• To do: Starting at the line that contains "of the bicycle" and ending at the line that contains "[(784, 212)]", reproduce only those items, keeping each request's wording unchanged. In the answers, multiply every coordinate by 2.3 and round each result to a whole number, with halves rounded up.

• Point-based annotation data:
- - -
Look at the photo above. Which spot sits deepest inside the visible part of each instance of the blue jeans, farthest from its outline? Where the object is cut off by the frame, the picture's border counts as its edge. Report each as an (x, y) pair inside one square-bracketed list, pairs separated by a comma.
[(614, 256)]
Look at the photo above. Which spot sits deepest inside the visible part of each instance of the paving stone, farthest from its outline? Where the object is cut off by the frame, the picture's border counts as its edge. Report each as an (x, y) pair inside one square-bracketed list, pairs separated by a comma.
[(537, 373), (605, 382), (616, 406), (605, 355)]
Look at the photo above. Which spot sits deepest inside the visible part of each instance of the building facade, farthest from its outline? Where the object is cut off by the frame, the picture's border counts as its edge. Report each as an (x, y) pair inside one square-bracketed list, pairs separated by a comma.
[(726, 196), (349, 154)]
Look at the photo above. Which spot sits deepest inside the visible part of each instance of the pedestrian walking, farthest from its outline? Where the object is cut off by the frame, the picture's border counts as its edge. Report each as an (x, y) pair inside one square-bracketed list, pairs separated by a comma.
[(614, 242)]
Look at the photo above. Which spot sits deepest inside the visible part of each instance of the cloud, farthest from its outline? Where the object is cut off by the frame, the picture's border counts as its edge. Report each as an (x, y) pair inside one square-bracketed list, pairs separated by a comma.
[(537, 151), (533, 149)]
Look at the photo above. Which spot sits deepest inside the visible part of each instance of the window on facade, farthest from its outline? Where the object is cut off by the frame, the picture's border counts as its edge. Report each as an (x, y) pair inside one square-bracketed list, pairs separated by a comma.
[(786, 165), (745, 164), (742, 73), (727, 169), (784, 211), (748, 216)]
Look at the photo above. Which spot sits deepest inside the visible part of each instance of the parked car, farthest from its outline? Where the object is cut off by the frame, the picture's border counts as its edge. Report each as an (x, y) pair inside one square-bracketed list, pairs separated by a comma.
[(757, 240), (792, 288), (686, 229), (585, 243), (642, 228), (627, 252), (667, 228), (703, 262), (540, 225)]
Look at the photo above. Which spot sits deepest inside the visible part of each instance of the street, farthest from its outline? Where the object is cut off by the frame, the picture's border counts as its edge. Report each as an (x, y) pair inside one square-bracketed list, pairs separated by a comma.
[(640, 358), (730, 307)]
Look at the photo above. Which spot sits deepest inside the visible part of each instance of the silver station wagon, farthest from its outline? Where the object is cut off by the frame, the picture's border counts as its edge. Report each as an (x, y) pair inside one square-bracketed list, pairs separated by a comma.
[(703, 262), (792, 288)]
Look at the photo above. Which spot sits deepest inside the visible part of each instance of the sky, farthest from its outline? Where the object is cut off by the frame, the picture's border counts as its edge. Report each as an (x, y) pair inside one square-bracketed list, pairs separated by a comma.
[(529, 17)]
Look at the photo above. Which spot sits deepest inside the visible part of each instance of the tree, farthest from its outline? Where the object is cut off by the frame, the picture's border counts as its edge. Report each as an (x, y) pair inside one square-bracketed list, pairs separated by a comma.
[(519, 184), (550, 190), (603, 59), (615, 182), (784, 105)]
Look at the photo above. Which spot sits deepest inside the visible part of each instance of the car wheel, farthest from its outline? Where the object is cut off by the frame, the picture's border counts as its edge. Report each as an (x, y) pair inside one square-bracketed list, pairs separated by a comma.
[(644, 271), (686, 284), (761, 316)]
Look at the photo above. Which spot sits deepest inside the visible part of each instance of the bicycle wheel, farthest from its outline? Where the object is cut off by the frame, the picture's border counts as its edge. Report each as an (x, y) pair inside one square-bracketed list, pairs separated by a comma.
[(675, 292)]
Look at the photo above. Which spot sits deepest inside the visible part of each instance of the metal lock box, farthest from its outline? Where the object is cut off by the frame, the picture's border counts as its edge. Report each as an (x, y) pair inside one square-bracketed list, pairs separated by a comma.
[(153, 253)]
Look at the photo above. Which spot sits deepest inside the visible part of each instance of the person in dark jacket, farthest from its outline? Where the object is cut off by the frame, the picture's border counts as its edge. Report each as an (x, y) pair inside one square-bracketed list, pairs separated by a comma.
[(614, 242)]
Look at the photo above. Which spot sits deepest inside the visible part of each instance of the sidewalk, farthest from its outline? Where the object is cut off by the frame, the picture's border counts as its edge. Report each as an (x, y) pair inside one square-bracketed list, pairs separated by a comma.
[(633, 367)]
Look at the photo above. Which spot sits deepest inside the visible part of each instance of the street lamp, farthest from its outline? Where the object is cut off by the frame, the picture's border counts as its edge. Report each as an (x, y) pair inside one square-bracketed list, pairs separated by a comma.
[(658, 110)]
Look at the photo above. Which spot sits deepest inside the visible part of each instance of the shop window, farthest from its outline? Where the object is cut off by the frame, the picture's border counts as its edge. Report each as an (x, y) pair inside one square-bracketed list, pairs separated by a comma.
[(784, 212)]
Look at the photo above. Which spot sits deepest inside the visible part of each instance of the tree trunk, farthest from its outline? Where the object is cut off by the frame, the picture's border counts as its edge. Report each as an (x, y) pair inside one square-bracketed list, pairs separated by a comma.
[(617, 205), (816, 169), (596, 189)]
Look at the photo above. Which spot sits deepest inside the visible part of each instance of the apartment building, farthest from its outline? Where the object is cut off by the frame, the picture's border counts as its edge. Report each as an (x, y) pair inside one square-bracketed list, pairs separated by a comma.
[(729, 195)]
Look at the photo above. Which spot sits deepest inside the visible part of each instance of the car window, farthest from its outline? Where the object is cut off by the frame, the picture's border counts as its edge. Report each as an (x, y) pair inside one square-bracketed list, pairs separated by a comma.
- - -
• Solution for this task:
Look at the photo above. Which spot sits deepest inside the visible part of each instance of the bicycle wheel, farthest from its outline? Where the object is cut off by the frame, the picture's border counts as its edge. Report each as an (x, y) pair inside one square-bracketed list, pairs separated by a comma.
[(1553, 672)]
Look at the photo above. Which spot sits deepest inside the visible part of each instance of the metal lock box, farthest from its outline? Where the object is cut off by the frame, the picture's border counts as its edge. Report each as an (x, y) pair inside one square-bracketed list, pairs separated by a comma.
[(352, 582)]
Look at the photo above. Which spot sits deepest inside the visible part of each instance of the person in dark jacket, farthest from its outline? Where the object is cut off by the frame, the picture's border counts as its edge. Report each as an (x, y) pair inside one square-bracketed list, pairs separated by a comma.
[(1412, 557)]
Look at the photo above. Which spot sits deepest inside the visible part of each instance of the sidewalk, farthest from its outline? Where the object is cut off by the frame, the picture's border counts as its edge. Report each as an (x, y) pair inside one square-bracketed list, pairs separated by a comma.
[(1456, 844)]
Look at the photo above. Which spot sits deepest inside the visible part of each instance of the street lamp, farthest from its outline? Where the object is cut off by the frame, the picture's border counts as its edge. Report each as an (x, y) pair inside one square-bracketed list, pairs separated by a comma.
[(1513, 253)]
Look at the photo above. Which spot sits deepest inside the visible part of each instance of the shop window, farthest from its outline? Where the object is cut off by the frame, the picture's border counts as its edge. Report each as an (x, y) pair inside one square-bracketed list, pairs separated by a comma.
[(1803, 488)]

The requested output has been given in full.